> Data for the task
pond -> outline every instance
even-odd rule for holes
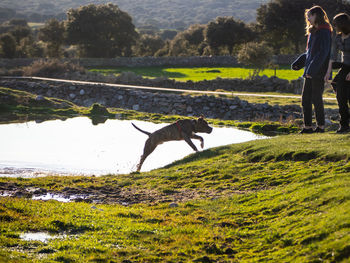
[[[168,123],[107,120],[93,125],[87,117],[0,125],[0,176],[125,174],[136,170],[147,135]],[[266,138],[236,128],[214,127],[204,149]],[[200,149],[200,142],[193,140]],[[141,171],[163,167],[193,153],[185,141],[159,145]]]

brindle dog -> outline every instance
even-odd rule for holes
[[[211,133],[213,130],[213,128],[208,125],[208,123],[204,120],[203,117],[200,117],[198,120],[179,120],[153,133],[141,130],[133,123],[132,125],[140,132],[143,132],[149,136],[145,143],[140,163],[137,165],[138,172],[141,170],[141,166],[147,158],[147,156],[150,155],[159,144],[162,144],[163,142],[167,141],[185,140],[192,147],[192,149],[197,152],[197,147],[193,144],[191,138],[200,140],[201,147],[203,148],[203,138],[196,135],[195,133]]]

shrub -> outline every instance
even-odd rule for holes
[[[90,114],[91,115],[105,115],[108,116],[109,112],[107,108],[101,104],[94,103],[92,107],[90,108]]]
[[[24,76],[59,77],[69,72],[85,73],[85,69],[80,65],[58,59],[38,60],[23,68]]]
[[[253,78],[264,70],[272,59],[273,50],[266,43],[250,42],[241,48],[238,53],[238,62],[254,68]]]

...

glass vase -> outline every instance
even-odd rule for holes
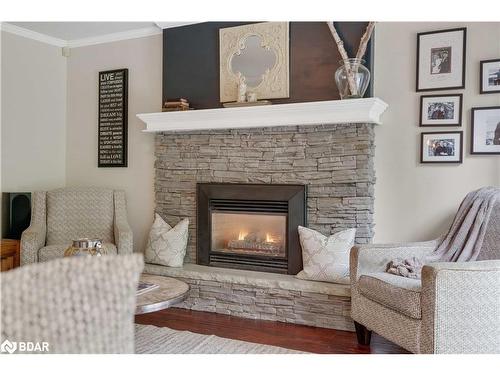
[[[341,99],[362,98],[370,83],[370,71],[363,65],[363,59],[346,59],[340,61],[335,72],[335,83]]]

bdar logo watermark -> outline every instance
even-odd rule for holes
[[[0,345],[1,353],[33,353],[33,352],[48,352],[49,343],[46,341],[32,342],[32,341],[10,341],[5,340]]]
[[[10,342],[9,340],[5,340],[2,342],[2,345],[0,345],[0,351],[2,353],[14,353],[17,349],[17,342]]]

...

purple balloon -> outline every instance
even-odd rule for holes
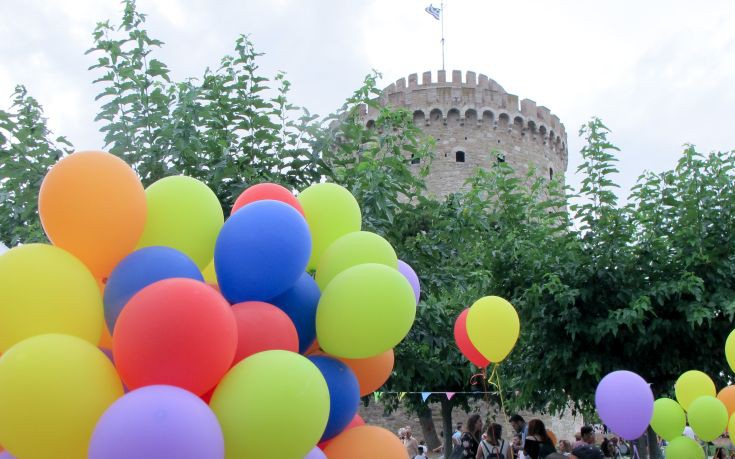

> Work request
All lines in the records that contain "outline" are to be copied and returned.

> Answer to this problem
pond -> outline every instance
brindle dog -> outline every instance
shrub -> outline every instance
glass vase -> outline every instance
bdar logo watermark -> outline every instance
purple balloon -> outline every instance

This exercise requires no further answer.